Dataset excerpts
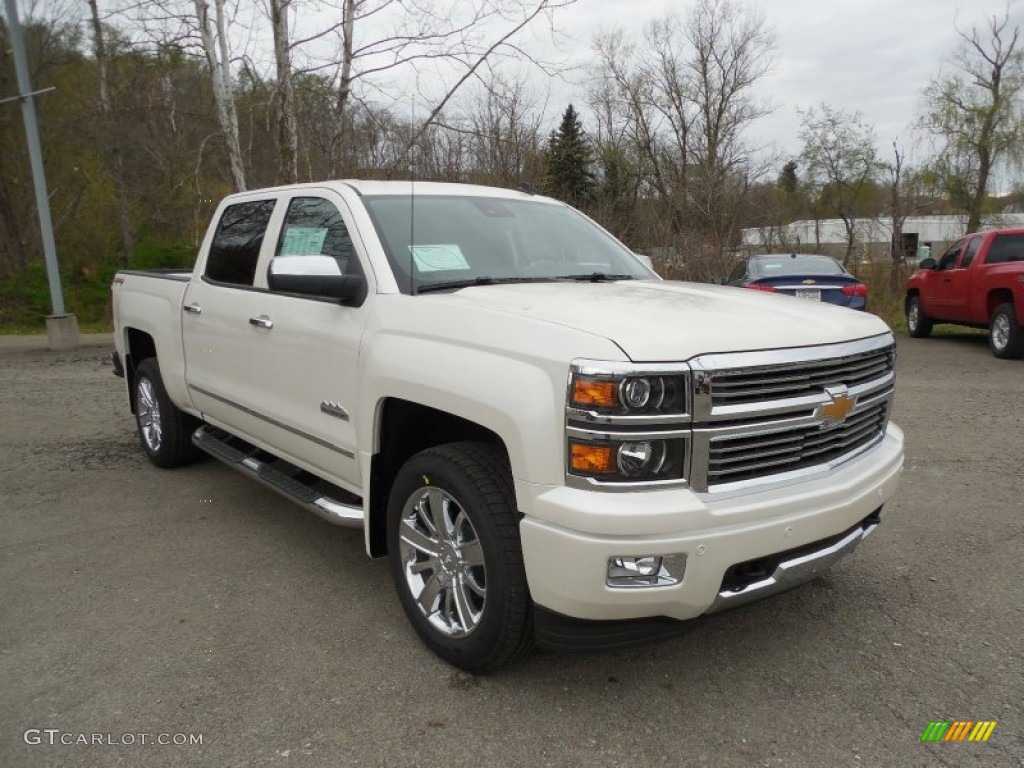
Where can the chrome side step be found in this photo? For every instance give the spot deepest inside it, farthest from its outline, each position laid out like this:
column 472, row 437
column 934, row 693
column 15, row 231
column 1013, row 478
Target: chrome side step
column 332, row 510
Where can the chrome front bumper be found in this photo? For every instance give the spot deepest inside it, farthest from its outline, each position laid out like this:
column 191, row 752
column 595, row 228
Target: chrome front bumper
column 796, row 570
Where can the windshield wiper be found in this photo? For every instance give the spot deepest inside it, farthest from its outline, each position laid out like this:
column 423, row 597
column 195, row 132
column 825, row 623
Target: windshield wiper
column 484, row 281
column 595, row 278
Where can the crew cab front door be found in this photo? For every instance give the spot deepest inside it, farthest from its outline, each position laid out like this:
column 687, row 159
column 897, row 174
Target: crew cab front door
column 937, row 287
column 305, row 360
column 953, row 288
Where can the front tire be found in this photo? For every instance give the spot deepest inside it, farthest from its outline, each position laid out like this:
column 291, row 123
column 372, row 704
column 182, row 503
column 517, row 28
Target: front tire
column 164, row 430
column 918, row 324
column 1005, row 336
column 456, row 555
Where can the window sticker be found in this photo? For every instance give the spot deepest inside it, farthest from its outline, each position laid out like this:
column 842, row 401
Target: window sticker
column 438, row 258
column 303, row 241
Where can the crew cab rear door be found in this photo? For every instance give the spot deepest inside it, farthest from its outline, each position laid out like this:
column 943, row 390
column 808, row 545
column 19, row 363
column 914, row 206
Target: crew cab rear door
column 218, row 339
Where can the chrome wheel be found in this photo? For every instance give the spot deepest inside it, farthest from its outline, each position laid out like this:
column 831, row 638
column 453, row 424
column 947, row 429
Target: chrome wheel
column 1000, row 331
column 148, row 414
column 442, row 561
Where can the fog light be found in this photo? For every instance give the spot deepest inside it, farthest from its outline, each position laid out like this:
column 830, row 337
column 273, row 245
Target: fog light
column 645, row 570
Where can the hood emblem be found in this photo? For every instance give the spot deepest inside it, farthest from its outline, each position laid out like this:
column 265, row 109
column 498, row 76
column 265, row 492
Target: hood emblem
column 835, row 413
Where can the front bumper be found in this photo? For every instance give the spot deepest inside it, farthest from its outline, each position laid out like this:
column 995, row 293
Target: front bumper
column 568, row 536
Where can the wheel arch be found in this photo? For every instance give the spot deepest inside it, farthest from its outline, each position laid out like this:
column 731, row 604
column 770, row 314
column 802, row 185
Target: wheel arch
column 403, row 428
column 138, row 345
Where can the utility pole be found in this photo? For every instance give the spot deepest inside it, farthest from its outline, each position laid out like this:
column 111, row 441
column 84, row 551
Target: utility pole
column 61, row 328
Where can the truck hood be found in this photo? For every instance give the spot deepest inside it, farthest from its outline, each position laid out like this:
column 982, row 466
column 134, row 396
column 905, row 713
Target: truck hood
column 659, row 321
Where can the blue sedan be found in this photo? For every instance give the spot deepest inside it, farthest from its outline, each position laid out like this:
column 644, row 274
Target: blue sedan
column 803, row 274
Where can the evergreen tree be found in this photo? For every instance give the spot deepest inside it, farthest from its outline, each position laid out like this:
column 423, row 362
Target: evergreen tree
column 569, row 161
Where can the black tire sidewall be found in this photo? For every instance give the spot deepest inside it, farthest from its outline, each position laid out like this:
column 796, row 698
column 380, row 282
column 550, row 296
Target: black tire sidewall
column 175, row 444
column 1015, row 343
column 507, row 597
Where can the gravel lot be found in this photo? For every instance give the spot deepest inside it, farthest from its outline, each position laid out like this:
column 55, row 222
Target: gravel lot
column 139, row 601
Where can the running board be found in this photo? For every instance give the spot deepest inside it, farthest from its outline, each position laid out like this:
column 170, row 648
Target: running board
column 339, row 513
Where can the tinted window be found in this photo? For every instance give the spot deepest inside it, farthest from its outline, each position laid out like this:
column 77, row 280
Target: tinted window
column 1006, row 248
column 313, row 226
column 236, row 246
column 770, row 266
column 738, row 272
column 971, row 252
column 948, row 260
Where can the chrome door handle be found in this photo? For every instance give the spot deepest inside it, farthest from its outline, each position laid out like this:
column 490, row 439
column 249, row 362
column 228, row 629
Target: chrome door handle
column 261, row 322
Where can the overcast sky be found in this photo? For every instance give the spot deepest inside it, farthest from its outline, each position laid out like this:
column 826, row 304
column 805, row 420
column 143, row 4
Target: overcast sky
column 868, row 55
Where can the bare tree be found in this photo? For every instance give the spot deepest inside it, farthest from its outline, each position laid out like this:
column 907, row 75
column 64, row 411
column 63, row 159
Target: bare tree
column 288, row 137
column 112, row 133
column 682, row 101
column 975, row 114
column 842, row 164
column 215, row 47
column 385, row 45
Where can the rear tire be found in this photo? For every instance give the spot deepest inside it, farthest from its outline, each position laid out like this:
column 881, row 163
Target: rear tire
column 1005, row 336
column 456, row 556
column 164, row 430
column 918, row 324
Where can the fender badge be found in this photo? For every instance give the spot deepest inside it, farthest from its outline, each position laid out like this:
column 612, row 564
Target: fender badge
column 334, row 409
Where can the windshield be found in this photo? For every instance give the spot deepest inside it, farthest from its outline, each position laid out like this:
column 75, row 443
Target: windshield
column 454, row 239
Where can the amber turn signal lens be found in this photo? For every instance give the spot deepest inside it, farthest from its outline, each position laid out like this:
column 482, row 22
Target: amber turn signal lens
column 591, row 459
column 594, row 392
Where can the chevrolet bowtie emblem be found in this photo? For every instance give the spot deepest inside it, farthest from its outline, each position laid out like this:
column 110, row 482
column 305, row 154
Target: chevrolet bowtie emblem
column 836, row 412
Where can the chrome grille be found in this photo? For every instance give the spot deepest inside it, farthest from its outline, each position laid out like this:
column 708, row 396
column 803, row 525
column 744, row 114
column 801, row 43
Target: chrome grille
column 770, row 416
column 732, row 459
column 738, row 386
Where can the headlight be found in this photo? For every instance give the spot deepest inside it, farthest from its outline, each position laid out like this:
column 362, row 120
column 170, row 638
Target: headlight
column 627, row 461
column 629, row 395
column 627, row 424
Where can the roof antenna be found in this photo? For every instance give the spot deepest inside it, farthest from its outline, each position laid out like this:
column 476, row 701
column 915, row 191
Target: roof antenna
column 412, row 193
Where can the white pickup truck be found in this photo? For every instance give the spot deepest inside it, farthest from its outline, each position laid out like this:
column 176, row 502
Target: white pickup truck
column 551, row 443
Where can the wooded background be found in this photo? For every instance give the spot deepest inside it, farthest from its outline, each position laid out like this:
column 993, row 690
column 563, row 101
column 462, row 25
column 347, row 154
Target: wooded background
column 164, row 107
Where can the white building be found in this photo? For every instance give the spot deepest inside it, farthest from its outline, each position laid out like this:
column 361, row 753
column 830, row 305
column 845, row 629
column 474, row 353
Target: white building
column 873, row 238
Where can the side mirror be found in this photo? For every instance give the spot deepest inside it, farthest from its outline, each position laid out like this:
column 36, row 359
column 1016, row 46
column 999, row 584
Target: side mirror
column 315, row 275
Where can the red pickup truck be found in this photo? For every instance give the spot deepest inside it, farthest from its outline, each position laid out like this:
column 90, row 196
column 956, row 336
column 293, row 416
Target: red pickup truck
column 978, row 282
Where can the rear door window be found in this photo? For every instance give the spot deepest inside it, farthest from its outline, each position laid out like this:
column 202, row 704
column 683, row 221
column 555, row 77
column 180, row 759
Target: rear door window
column 971, row 252
column 1006, row 248
column 948, row 260
column 238, row 241
column 313, row 226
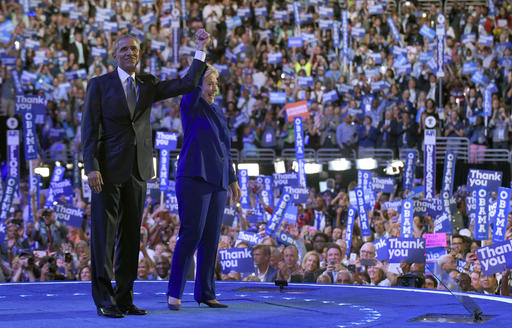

Objective
Please copy every line above word for word, leaving the pictures out.

The answer
Where can the chrome side step be found in this photo? For every instance give the spot deepest inside it, farthest from its outline, each position laid out like this:
column 472, row 437
column 934, row 693
column 15, row 231
column 1013, row 478
Target: chrome side step
column 332, row 510
Where can the chrome front bumper be found in this photo? For every instance give the spot deepest inside it, farthest from its outline, each position laid out like this:
column 191, row 752
column 595, row 228
Target: chrome front bumper
column 796, row 570
Where can the windshield wiper be found in this photo? For every instance give the spot deepest inside it, farthest from its outline, each position laid out like this:
column 423, row 597
column 195, row 132
column 825, row 623
Target: windshield wiper
column 484, row 281
column 595, row 278
Where can the crew cab front door be found in this photo? For every instance give the spot deepest inside it, farthest from its outline, each position laid out like this:
column 687, row 159
column 897, row 174
Target: crew cab front door
column 937, row 287
column 305, row 360
column 953, row 288
Where can the front tire be found in this photo? For every instance give the spot deepest inside it, farthest from its outline, each position laid out like this:
column 291, row 123
column 372, row 704
column 182, row 503
column 517, row 28
Target: front tire
column 164, row 430
column 918, row 324
column 1005, row 336
column 456, row 555
Where can the window sticker be found in this photo? For every instance give the spot deepest inside it, farthest from its outline, each position laid out like this:
column 842, row 401
Target: window sticker
column 438, row 258
column 303, row 241
Where can the crew cab rear door be found in this photo? For every instance give the spot deepest inside it, farthest from its outline, each position laid out like this:
column 943, row 390
column 808, row 545
column 19, row 363
column 914, row 206
Target: crew cab rear door
column 218, row 339
Where can the chrome wheel be found in this photo? For every instance give the spot deepest inside it, farthest from its outline, each position laid out like this:
column 831, row 638
column 453, row 424
column 947, row 429
Target: chrome wheel
column 1000, row 331
column 148, row 414
column 442, row 561
Where can the fog light be found in this photo? For every instance give the spot deepest inside it, farthest from its outline, each position laid out like this:
column 830, row 337
column 273, row 245
Target: fog light
column 645, row 570
Where can the hood emblem be found in this photo? For every instance give the spot deepest inside it, farthest from its outline, each position laid out like this:
column 265, row 109
column 498, row 76
column 265, row 492
Target: hood emblem
column 835, row 413
Where can the front bumper be found in this photo? For every instance give the spot deepest inside it, farthest from its outline, each position laid out like this:
column 995, row 293
Target: front bumper
column 568, row 536
Where can the wheel arch be found in this photo? For every instance give the spot deepest inside it, farthest from its outline, each position laid out like this:
column 731, row 604
column 770, row 314
column 802, row 185
Target: wheel arch
column 403, row 428
column 138, row 345
Where can the utility pole be found in this photo? For every instance give the spot deepest inside it, farthest from its outline, each position laid out like this:
column 111, row 441
column 84, row 551
Target: utility pole
column 61, row 328
Where can the truck hood be found in this photo? For every instance give the spot deepest inside it, farthest from its outline, each position laid out like this:
column 982, row 466
column 134, row 396
column 905, row 713
Target: truck hood
column 659, row 321
Where can the blue sedan be found in this photo? For every instance give the spot deepest inside it, farthest from its outline, each position laid out like this:
column 644, row 274
Target: blue sedan
column 803, row 274
Where can the evergreen tree be found in this photo? For every instance give the spot deepest inside it, farthest from its outline, each position laid out like this:
column 423, row 362
Target: evergreen tree
column 569, row 161
Where can the black tire sidewall be found in this photo? For every instance give the spot deepest inside it, farthest from its outline, each position laid out like this:
column 796, row 698
column 380, row 282
column 550, row 296
Target: black tire sidewall
column 175, row 444
column 1015, row 343
column 507, row 597
Where can the gravel lot be found in this photo? For every instance give the spot deepest inside it, farthest from its outline, each position laid out like this:
column 55, row 222
Target: gravel lot
column 139, row 601
Where can the running board be found in this photo? For every instance give the spot deepest inside it, farthest from its outline, each position laid out like this:
column 170, row 648
Target: running board
column 339, row 513
Where can the tinted window be found in this photo? For every instance give the spot deepest inside it, farthest from its outline, each position laid out like this:
column 77, row 280
Target: tinted window
column 1006, row 248
column 313, row 226
column 236, row 246
column 770, row 266
column 738, row 272
column 971, row 252
column 948, row 260
Where can the chrome door handle be found in this photo? For every instance give the spot deepest inside it, farthest from its outline, each position laid out like this:
column 490, row 439
column 249, row 362
column 228, row 629
Target: chrome door handle
column 261, row 322
Where can the overcast sky be found in this photo? For every instance give the spot deepest inside it, farthest from its outline, each position laid out like this:
column 826, row 304
column 805, row 420
column 143, row 4
Target: overcast sky
column 868, row 55
Where can the bare tree be found in this photo? For every instance give the spot deepest inside it, farthest from its outline, each position laid out like this:
column 907, row 75
column 64, row 411
column 63, row 159
Target: bare tree
column 288, row 137
column 112, row 133
column 682, row 101
column 975, row 114
column 842, row 164
column 215, row 47
column 385, row 45
Where can the rear tire be found in this photo? For every instance give the spot deepest inside it, farthest from its outline, each position laid out like this:
column 881, row 163
Target: rear tire
column 1005, row 336
column 456, row 556
column 164, row 430
column 918, row 324
Where can the fender badge be found in this photo? For every instance give the spot deepest inside it, farthest from its outline, each position laid out like this:
column 612, row 564
Target: fender badge
column 334, row 409
Where can the windshield be found in this photo? For every instance give the spot deepest inside it, farthest from its outline, each position laid out like this:
column 75, row 443
Target: windshield
column 454, row 239
Where can the amber turn signal lens be found in this photo? For every instance give the spot deepest inside it, farthest from its outline, each position laid out like this:
column 482, row 22
Target: amber turn signal lens
column 591, row 459
column 594, row 392
Where can the chevrolet bowtie emblem be found in this photo? For every instance give the spot deepest inside it, farthest from its outline, each position laid out like this:
column 110, row 482
column 305, row 154
Target: chevrolet bowtie emblem
column 836, row 412
Where can the chrome grille be found in this photo? For every instance give the spot deepest inside it, farthest from its outline, each position laid out like this:
column 708, row 396
column 803, row 525
column 744, row 114
column 801, row 43
Target: chrome grille
column 770, row 416
column 732, row 459
column 738, row 386
Where can the headlight be found in this photo? For every instance give the spot deepest inside it, farthest from its outline, each position laid out like this:
column 362, row 120
column 170, row 638
Target: headlight
column 627, row 461
column 629, row 395
column 627, row 424
Where can the roof antenna be found in this photo? For every instance give the spot deepest inside it, farthest from its outline, each position laid out like this:
column 476, row 701
column 915, row 191
Target: roof antenna
column 412, row 193
Where can the white pickup truck be found in this photo? For every instance give the spot deepest inside it, farthest from its outline, each position laid out like this:
column 176, row 502
Target: white pickup truck
column 551, row 443
Where can the wooded background be found in this photo? For every instance give the spot deepest inside it, farthest from its outline, each position laid out like this:
column 993, row 690
column 563, row 101
column 462, row 25
column 347, row 154
Target: wooded background
column 164, row 107
Where can the white building be found in this photo? For every instance give the spot deepest inside it, farthest from its outline, each position laid out like this:
column 361, row 753
column 830, row 305
column 845, row 629
column 474, row 353
Target: white building
column 873, row 238
Where can the side mirror be found in this photo? For every instance give the spot deepest inside it, farthest from its outline, each position laid out like this:
column 36, row 359
column 1016, row 46
column 999, row 584
Target: side mirror
column 315, row 275
Where can the red pickup truck be found in this photo? For every instance give the spot deepest inside it, farthest from its outline, each position laid out like this:
column 90, row 196
column 956, row 336
column 293, row 416
Target: red pickup truck
column 978, row 282
Where can the rear door window be found in this photo? For every instance give the spot deepest inside it, farthest from its outline, each position laid out like this:
column 202, row 704
column 683, row 221
column 555, row 77
column 180, row 759
Target: rear door window
column 971, row 252
column 1006, row 248
column 948, row 260
column 238, row 241
column 313, row 226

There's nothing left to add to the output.